• **ЗАДАНИЕ 1**
Кто, согласно отрывку, рассказывал веселые истории за ужином в кубрике машинистов?
----
Вечером во время ужина я побывал в кубрике машинистов. Матросы тесно сидели за столом, ели торопливо, будто кто их подгонял. Но частенько ложки застывали на лету и опускались обратно в миску, потому что хозяева их вдруг прыскали со смеху, хватаясь за животы. Виновником был главный старшина Вакуленко. Он сидел на разножке возле стола и рассказывал веселые истории. Рассказывать он мастер. Такое завернет, что самого серьезного хохотать заставит. Я обратил внимание: в других кубриках во время еды всеобщая болтовня, шутливая перепалка. А здесь за столом слышен только голос главного старшины, прерываемый вспышками дружного смеха. Говорит один Вакуленко, остальные лишь слушают да на борщ нажимают.

- Хитер наш главный, - шепчет мне матрос-дневальный. - Сам говорит, говорит, а матросам не дает специально, чтобы не отвлекались и ужинали быстрее.

После ужина по распорядку дня положен отдых. Но матросы вернулись к разобранным механизмам. Вечером работать еще тяжелее. Корабль затемнен, значит, все иллюминаторы и люки задраены. Жара везде адская. А тут к тому же с освещением перебои. Корабельная электростанция не работает: дизель на ремонте, а с берега ток то поступает, то нет. Работы идут при аварийных фонарях. От них какой свет? Горе! И все-таки матросы трудятся.

В полночь мы с Кабистовым подытоживали сделанное за день. Я прислушался. В машинном отделении стучат. В чем дело, ведь отбой давно сыграли? Пошли взглянуть. В первом машинном в тусклом свете аккумуляторного фонаря увидели склоненные фигуры матросов.

- Что вы здесь делаете? - строго спросил Кабистов. - Кто вам разрешил ночью оставаться?

Оторопели матросы, молчат. Из-за холодильника показался старшина Мисько.

- Товарищ командир! - говорит он мне. - Да если мы будем отдыхать, то не соберем в срок маневровый клапан. Вот закончим, тогда поспим.
----
• **ЗАДАНИЕ 2**
Масштабируйте все записи: повторите каждую их строку вместе с запросами, умножив все координаты точек в ответах на 1,6 и округлив до целых, причем половины округляйте в большую сторону. Образцы формата в запросах оставьте без изменений.
----
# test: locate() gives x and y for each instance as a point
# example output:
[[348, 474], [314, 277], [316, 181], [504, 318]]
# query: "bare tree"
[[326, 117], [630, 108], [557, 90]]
----
• **ПИСЬМЕННЫЙ ОТВЕТ 1**
Главный старшина Вакуленко.

• **ПИСЬМЕННЫЙ ОТВЕТ 2**
# test: locate() gives x and y for each instance as a point
# example output:
[[348, 474], [314, 277], [316, 181], [504, 318]]
# query: "bare tree"
[[522, 187], [1008, 173], [891, 144]]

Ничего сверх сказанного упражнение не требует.